- **AIM**: Output the full material exactly as it appears here.

- **STORED ROWS**:
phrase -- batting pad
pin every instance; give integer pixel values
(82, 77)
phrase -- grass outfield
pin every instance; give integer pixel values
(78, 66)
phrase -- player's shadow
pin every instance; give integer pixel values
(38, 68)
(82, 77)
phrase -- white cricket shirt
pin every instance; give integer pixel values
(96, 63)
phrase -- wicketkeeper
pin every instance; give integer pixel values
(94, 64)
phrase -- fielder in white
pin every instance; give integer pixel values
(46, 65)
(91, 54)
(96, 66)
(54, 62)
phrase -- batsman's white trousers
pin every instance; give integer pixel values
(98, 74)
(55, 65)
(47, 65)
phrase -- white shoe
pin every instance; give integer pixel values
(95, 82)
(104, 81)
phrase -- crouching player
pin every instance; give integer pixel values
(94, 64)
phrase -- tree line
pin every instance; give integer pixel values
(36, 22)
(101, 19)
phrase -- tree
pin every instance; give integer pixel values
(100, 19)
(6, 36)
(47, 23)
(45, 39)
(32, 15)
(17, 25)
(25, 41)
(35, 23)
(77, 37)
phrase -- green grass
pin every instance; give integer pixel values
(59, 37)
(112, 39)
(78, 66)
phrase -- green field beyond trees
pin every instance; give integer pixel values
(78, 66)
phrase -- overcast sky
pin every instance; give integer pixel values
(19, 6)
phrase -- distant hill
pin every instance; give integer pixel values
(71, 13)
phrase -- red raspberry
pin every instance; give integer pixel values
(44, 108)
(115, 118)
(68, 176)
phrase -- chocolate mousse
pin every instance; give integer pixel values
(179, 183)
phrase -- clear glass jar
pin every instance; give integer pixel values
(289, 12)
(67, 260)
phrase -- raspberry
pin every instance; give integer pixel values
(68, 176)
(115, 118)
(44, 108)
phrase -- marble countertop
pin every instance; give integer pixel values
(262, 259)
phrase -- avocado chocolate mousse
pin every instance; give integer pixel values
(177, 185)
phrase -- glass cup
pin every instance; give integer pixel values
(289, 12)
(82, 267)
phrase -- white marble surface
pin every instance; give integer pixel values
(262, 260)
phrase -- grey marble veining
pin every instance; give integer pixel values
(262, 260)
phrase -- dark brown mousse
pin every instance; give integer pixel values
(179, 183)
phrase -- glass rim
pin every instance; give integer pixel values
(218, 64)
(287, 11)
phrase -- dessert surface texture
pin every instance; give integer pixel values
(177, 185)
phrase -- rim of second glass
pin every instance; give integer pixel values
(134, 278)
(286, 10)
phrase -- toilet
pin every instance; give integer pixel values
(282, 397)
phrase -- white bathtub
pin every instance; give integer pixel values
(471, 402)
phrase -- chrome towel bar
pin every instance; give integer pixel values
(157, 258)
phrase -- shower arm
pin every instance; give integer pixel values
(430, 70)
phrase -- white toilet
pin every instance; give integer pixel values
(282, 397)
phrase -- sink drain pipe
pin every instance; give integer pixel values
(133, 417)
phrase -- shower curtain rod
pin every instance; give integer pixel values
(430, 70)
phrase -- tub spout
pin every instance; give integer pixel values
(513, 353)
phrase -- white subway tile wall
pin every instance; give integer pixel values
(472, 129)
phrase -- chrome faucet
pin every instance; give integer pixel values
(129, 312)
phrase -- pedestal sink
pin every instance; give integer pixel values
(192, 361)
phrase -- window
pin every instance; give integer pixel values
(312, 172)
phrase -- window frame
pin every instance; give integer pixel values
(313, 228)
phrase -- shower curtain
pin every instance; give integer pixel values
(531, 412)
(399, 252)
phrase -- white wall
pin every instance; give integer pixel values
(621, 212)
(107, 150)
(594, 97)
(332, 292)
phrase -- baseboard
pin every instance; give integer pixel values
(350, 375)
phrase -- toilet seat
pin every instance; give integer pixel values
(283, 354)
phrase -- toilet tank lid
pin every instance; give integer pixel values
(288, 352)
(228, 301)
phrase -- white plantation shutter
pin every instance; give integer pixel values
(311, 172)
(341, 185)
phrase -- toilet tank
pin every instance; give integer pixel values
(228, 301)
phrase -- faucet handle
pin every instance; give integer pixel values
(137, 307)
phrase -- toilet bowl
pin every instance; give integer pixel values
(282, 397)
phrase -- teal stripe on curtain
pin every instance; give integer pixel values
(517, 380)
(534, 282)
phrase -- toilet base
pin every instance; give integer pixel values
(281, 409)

- **COMPLETED EXERCISE**:
phrase -- batting pad
pin every instance; give integer pixel values
(82, 77)
phrase -- grass outfield
pin every instance; give integer pixel values
(78, 66)
phrase -- player's shadow
pin every instance; give integer pixel values
(38, 68)
(82, 77)
phrase -- white cricket shirt
pin every instance; give integer pixel values
(96, 63)
phrase -- wicketkeeper
pin every instance; give integer pixel values
(94, 64)
phrase -- fielder in white
pin every instance; give integer pixel values
(46, 65)
(91, 54)
(96, 66)
(54, 62)
phrase -- batsman's white trousers
pin every instance; give integer pixel values
(98, 74)
(55, 65)
(47, 65)
phrase -- white shoe
pin every instance; give integer pixel values
(95, 82)
(104, 81)
phrase -- crouching player
pin every instance; give integer pixel values
(94, 64)
phrase -- tree line
pin every instance; give integer pixel values
(36, 22)
(101, 19)
phrase -- tree
pin every instance; give integer pixel values
(100, 19)
(6, 36)
(47, 23)
(45, 39)
(32, 15)
(17, 25)
(25, 41)
(35, 23)
(77, 37)
phrase -- green grass
pin every instance; give integer pixel values
(59, 37)
(112, 39)
(78, 66)
phrase -- green field beyond trees
pin every instance; give integer pixel values
(78, 66)
phrase -- overcast sky
pin every instance; give integer pixel values
(19, 6)
phrase -- distant hill
pin every instance; give integer pixel values
(71, 13)
phrase -- red raspberry
pin every instance; give integer pixel values
(44, 108)
(115, 118)
(68, 176)
phrase -- chocolate mousse
pin every instance; give integer pixel values
(179, 183)
phrase -- clear glass jar
pin every instance; give integer pixel values
(289, 12)
(67, 260)
phrase -- raspberry
pin every instance; give integer pixel values
(68, 176)
(115, 118)
(44, 108)
phrase -- marble countertop
pin every instance; give integer pixel values
(262, 259)
phrase -- avocado chocolate mousse
pin every instance; give integer pixel values
(177, 185)
phrase -- glass cup
pin every instance; give integer pixel values
(289, 12)
(82, 267)
phrase -- white marble surface
pin every instance; give integer pixel values
(262, 260)
phrase -- grey marble veining
pin every instance; give integer pixel values
(262, 260)
phrase -- dark brown mousse
pin every instance; give integer pixel values
(179, 183)
phrase -- glass rim
pin every instance; give integer pixel values
(218, 64)
(287, 11)
phrase -- dessert surface texture
pin every instance; give integer pixel values
(177, 185)
phrase -- rim of second glass
pin every instance; give integer pixel values
(134, 278)
(286, 10)
phrase -- toilet
pin every instance; give integer pixel values
(282, 397)
phrase -- white bathtub
pin every instance; give integer pixel values
(471, 402)
phrase -- chrome towel bar
pin every instance; give integer pixel values
(157, 258)
phrase -- shower arm
pin every instance; give integer pixel values
(430, 70)
phrase -- white toilet
pin every instance; give integer pixel values
(282, 397)
phrase -- sink drain pipe
pin every instance; give integer pixel values
(133, 417)
phrase -- shower curtain rod
pin every instance; give integer pixel values
(430, 70)
phrase -- tub spout
pin every instance; give integer pixel values
(513, 353)
phrase -- white subway tile wall
pin every instance; give integer pixel values
(472, 129)
phrase -- chrome faucet
pin every instance; give integer pixel values
(129, 312)
phrase -- pedestal sink
pin every instance; give integer pixel values
(192, 361)
phrase -- window
pin every instance; give integer pixel values
(312, 172)
phrase -- window frame
pin every instance; give integer pixel values
(313, 228)
phrase -- shower curtain
pin every instance; give integer pixel values
(531, 412)
(399, 252)
phrase -- white wall
pin every instance; give integer pixel values
(621, 212)
(107, 150)
(594, 97)
(332, 292)
phrase -- baseboard
pin every instance; give integer pixel values
(350, 375)
phrase -- toilet seat
pin every instance; give integer pixel values
(283, 354)
phrase -- toilet tank lid
pin every instance; give integer pixel values
(288, 352)
(228, 301)
phrase -- white plantation shutter
pin every instance; give integer pixel values
(311, 172)
(341, 185)
phrase -- toilet tank
pin every instance; give integer pixel values
(228, 301)
phrase -- faucet handle
pin every instance; give integer pixel values
(137, 307)
phrase -- toilet bowl
pin every instance; give integer pixel values
(282, 397)
phrase -- teal stripe on curtain
pin every instance; give integer pixel values
(517, 380)
(534, 282)
phrase -- toilet base
pin every instance; give integer pixel values
(281, 409)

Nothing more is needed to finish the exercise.